### Problems and tasks
**A)** In the Olja Luetić biography, rewrite the paragraph beginning "Luetić was born in Makarska" as a short bulleted list that keeps its main facts.
**B)** List every distinct year mentioned in the Olja Luetić biography.
**C)** Carry on the Olja Luetić biography from its final sentence, in the same encyclopedic style.

** Reading passage follows **

Olja Luetić (born 19 February 1991), is a Croatian product designer and fashion designer.

==Biography==

===Early life and education===
Luetić was born in Makarska, Croatia. From her earliest age, she knew she wanted to design, so she chose Fine Arts High School in Split, studying industrial design. She graduated high school in 2009., her project being Papillon Discothèque — which won second prize at National exhibition of graduate projects in design: IDIVA 2009. This gave her a chance to exhibit her work at the International fair of innovation, new ideas, products and technologies — ARCA 2009.

Luetić graduated in product design from Academy of Fine Arts in Sarajevo. Over the years she worked on different projects, ranging from industrial design to its total opposite; unique design. One of her projects was part of a collaboration between the Japanese Embassy and the academy, which resulted in Luetić's "Sookie Doll" being exhibited in Japan in 2013.

** End of Reading passage **
** Data for review follows **

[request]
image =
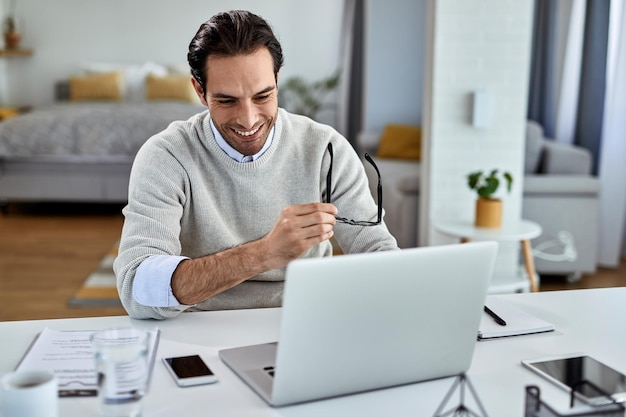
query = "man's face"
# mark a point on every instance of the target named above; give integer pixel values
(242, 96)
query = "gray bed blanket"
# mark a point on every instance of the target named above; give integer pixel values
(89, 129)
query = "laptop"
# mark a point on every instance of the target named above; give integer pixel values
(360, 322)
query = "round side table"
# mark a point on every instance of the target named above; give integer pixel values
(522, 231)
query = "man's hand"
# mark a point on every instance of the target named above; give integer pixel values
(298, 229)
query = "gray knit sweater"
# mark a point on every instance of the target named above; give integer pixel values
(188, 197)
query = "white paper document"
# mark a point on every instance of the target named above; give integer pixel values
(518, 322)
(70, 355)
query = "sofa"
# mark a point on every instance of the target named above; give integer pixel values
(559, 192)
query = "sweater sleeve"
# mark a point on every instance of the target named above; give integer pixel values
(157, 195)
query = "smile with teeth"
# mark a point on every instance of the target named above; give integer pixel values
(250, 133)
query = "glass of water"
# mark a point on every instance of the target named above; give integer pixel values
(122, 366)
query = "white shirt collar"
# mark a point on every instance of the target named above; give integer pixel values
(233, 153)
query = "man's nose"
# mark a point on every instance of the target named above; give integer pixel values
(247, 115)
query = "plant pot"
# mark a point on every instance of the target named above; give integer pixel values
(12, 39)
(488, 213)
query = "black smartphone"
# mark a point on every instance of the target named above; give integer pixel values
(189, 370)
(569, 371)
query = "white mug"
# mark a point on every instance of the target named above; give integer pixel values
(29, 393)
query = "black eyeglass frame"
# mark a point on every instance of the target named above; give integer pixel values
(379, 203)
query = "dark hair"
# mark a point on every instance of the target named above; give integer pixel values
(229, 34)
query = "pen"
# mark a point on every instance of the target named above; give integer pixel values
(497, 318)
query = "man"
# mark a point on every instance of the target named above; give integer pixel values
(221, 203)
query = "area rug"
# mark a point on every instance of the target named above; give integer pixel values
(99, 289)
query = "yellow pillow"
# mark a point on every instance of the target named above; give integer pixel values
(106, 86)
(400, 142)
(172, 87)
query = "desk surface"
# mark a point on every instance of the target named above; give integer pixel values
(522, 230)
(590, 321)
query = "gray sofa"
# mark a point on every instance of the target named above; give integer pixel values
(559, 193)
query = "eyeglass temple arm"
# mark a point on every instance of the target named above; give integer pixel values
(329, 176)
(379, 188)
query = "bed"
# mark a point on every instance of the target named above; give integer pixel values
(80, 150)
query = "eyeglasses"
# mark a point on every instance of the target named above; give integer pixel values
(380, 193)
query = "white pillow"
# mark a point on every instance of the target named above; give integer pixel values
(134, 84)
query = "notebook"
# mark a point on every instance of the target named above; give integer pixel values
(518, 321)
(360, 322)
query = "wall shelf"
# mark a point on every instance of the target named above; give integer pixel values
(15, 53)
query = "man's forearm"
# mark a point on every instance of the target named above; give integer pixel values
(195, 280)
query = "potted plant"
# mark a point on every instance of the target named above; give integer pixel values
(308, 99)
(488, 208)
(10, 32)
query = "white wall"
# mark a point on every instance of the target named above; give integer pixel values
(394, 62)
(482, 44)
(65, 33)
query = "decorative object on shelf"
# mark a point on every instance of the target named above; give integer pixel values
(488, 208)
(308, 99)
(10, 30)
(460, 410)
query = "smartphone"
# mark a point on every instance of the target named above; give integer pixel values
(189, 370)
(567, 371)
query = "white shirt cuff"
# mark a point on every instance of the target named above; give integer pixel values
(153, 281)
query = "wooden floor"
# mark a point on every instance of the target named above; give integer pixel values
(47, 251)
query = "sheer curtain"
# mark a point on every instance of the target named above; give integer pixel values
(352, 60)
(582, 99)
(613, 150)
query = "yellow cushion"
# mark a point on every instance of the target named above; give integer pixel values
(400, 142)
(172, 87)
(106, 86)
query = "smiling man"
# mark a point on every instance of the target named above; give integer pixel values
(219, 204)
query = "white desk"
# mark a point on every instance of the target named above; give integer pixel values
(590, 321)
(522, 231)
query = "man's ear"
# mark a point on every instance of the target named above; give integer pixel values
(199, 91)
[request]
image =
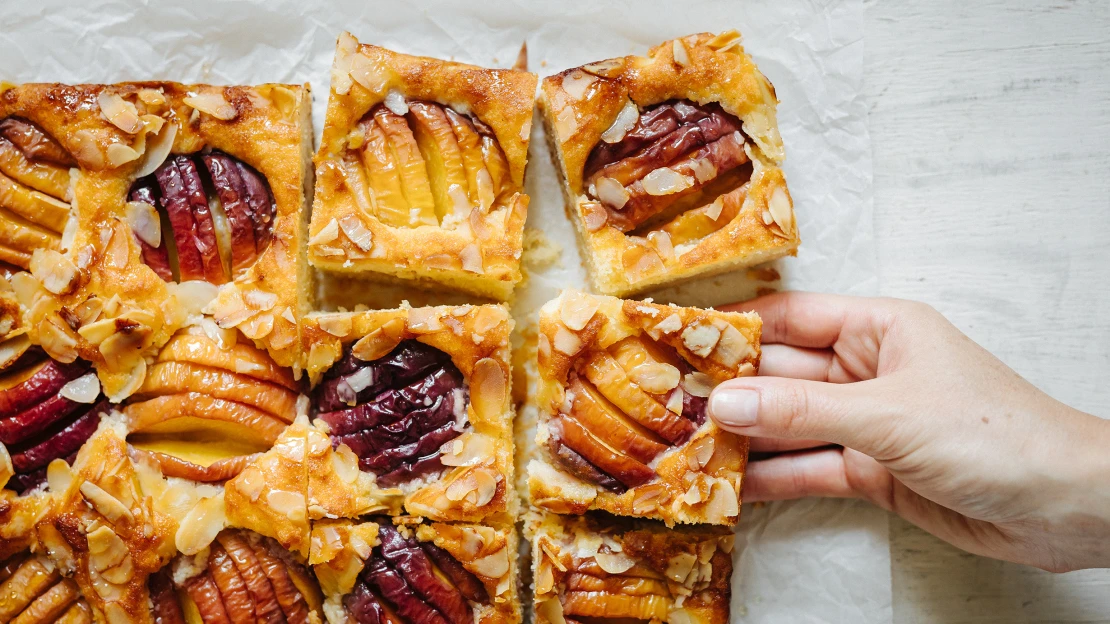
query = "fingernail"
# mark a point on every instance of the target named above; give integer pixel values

** End of Data for review **

### Results by task
**A)**
- Born in Makarska, Croatia
- Wanted to design from her earliest age
- Studied industrial design at the Fine Arts High School in Split
- Graduated in 2009 with the project Papillon Discothèque
- The project won second prize at IDIVA 2009, the National exhibition of graduate projects in design
- This let her exhibit her work at ARCA 2009, the International fair of innovation, new ideas, products and technologies

**B)** 1991, 2009, 2013

**C)**
===Projects===

Her current work is mostly ceramics, lighting fixtures and coffee tables. She is also developing her own fashion brand "Nephilim". Her first fashion show was at BAFE (Balkan Art Fashion Event) in Belgrade, December 2015.
In April 2016. Luetić participated at the Designer Fair in Zadar, (a part of Culture Rhythm) where she showed her works in ceramics, lamps and coffee tables. In December 2016 she also showed her clothing line at the ReDesign Me show, hosted by Circular de la Mode in Zagreb. All of her work reflects her minimalistic aesthetics. The colour palette is uninformed throughout her work, and the shapes morph from strictly geometrical motifs in fashion to gentle, organic motifs in products.